> [What you need to do]: Lay out each line of the entries below as a Markdown table with the columns Row and Line, numbering the rows and omitting blank lines. Leave the pictures out of the table.
+++ Provided entries +++
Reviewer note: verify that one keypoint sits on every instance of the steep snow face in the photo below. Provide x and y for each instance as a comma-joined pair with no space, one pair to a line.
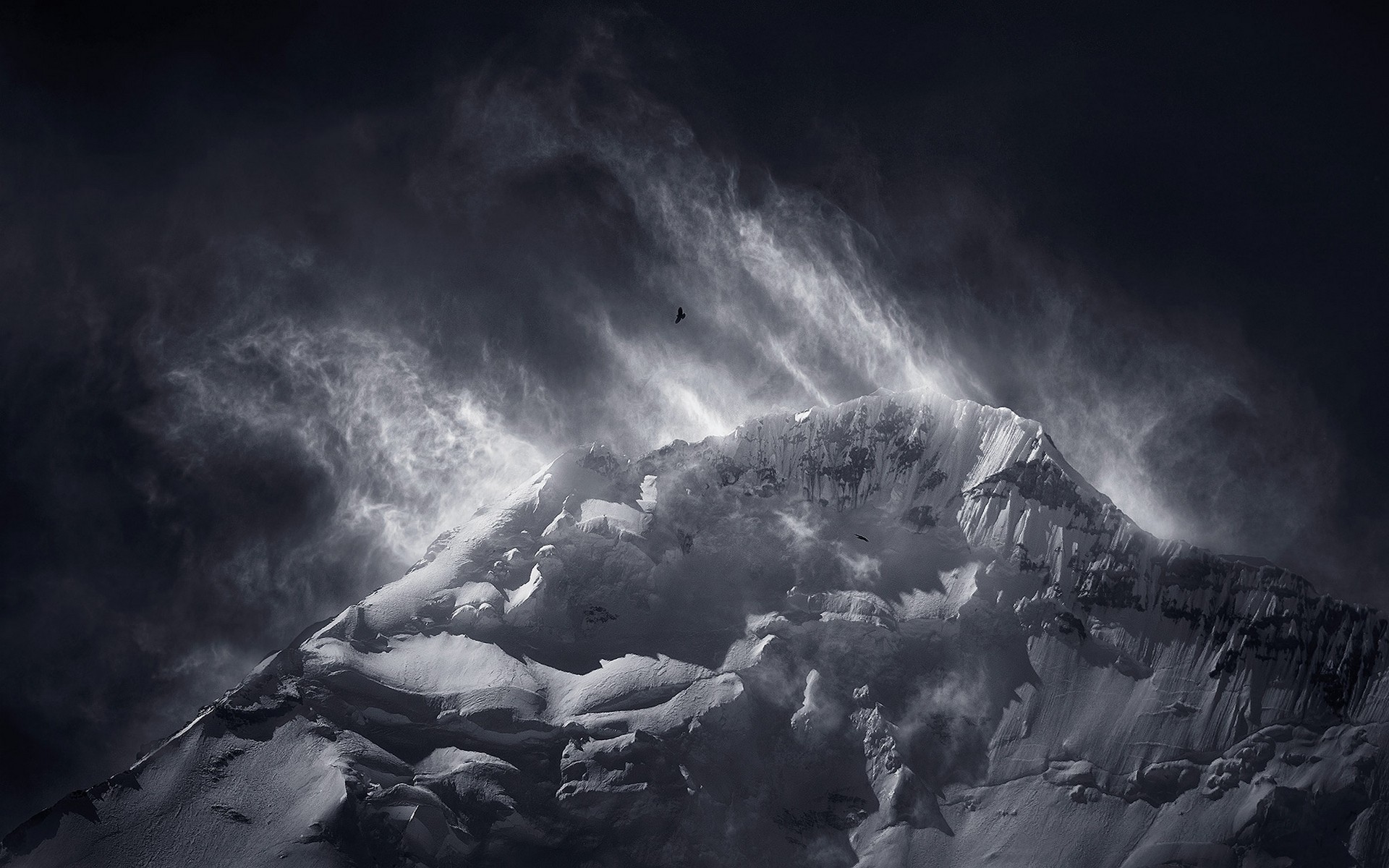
901,631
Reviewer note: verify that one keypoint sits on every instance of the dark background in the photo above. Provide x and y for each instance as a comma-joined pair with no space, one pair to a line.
245,249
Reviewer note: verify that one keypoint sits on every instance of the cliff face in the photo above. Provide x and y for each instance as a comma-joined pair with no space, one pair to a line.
901,631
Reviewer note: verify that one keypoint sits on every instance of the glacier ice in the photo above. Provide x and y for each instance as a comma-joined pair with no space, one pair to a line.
694,658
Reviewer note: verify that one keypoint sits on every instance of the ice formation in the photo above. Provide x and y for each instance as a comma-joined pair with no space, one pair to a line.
901,631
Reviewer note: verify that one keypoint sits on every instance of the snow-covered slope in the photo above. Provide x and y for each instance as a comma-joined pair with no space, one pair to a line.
895,632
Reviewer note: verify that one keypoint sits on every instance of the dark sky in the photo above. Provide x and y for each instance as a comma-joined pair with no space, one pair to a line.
288,286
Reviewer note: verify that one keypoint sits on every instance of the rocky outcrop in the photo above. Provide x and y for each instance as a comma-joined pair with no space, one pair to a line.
902,631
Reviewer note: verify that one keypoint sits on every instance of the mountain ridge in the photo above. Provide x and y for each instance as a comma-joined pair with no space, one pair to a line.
899,602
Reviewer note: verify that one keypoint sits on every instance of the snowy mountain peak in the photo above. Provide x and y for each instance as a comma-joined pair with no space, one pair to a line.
901,631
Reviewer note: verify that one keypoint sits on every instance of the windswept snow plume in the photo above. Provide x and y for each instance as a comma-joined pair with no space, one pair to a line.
247,386
404,451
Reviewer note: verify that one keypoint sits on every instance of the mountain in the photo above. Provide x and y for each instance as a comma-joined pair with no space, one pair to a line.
902,631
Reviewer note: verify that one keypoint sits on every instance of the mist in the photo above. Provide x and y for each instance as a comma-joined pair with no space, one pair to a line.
245,391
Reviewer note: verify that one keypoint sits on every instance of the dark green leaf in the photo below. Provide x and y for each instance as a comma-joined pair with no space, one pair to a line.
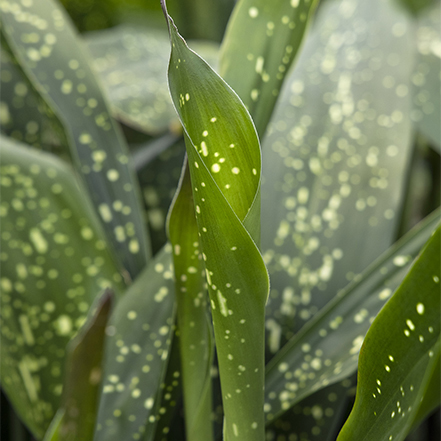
+++
> [Exercise response]:
| Row | Line |
|---|---|
| 1 | Reviewer note: verify that one keypoint sits on every instance of the steep snow face in the photo below. Provide x and y for each instance as a comma-joined pair with no space, one pair to a line. |
| 2 | 901,631 |
| 3 | Reviewer note: verify that one keypoint sits on every instance of the dark background in the photo above. Provide x and y for each instance as a comma-joined pair with no space, one pair to a line. |
| 4 | 245,249 |
| 5 | Reviewer note: verify that one keypoint sits on every instance of the cliff face in the photo above. Provide x and y for each instance as a comma-joined pair with no space, one pair to a line. |
| 6 | 901,631 |
| 7 | Reviewer note: verify that one keypoint sits on every instance of the glacier ice in the photo above. Provide x and y for each instance as a comma-joined pair with no space, one pair to a line. |
| 8 | 694,658 |
| 9 | Reviewer note: verify that one keypoint sits on every instance of the ice formation in the photo above. Provide x and y for each instance as a comma-joined pair with no space, one pair to a line. |
| 10 | 901,631 |
| 11 | Reviewer note: verify that one keypoint sits on every instance of the snow-covered slope in the photo above. Provide x and y for each instance as a comma-joined pair with no space, one pair to a line. |
| 12 | 895,632 |
| 13 | Reviewer note: verify that one keypoint sits on every instance of the dark sky in the photo above. Provide x and y for each instance as a comma-joined pair with no space, one pair to a line. |
| 14 | 288,286 |
| 15 | Reviewer note: verify that one keypoint sits on every instance of the rocky outcrop in the photo above. Provide x and y for each instance as a comma-joined pair with no space, one pair to a line. |
| 16 | 902,631 |
| 17 | Reviewer note: verify that one keypoint sits on every instance of the mountain ridge in the photo above. Provide x and y for each instance as a comma-joined pair with no space, one pair to a line. |
| 18 | 899,602 |
| 19 | Reviewer note: verify that one keypoint sits on every instance of the snowy mountain peak in the photo above. Provide x and y for each instance as a comma-joined pair with no space, one pair to a line. |
| 20 | 901,631 |
| 21 | Reviewer note: verify that one keypoint sits on every instance of the windswept snow plume in the photo above. Provide x and y for each instance as a comma-joined pair with no space, one pair to a line. |
| 22 | 247,386 |
| 23 | 404,451 |
| 24 | Reviewer note: verify that one keypoint sits on every instance of the mountain in the photo above. Provide x and y for each instance as a comma-joined pair with no space, one pair to a line. |
| 25 | 902,631 |
| 26 | Reviewer note: verify that one keypoint sits on every instance of the mist in the photo above. Provide x and y for each instance as a comma-joined pair with no space, one pair to a line. |
| 27 | 245,391 |
| 28 | Reviewer note: verify that one keypoint sits on every instance of the dark green leaf in the photo below. Provide x and y for each instance as a comma-joined pair with no space, one pair to a line. |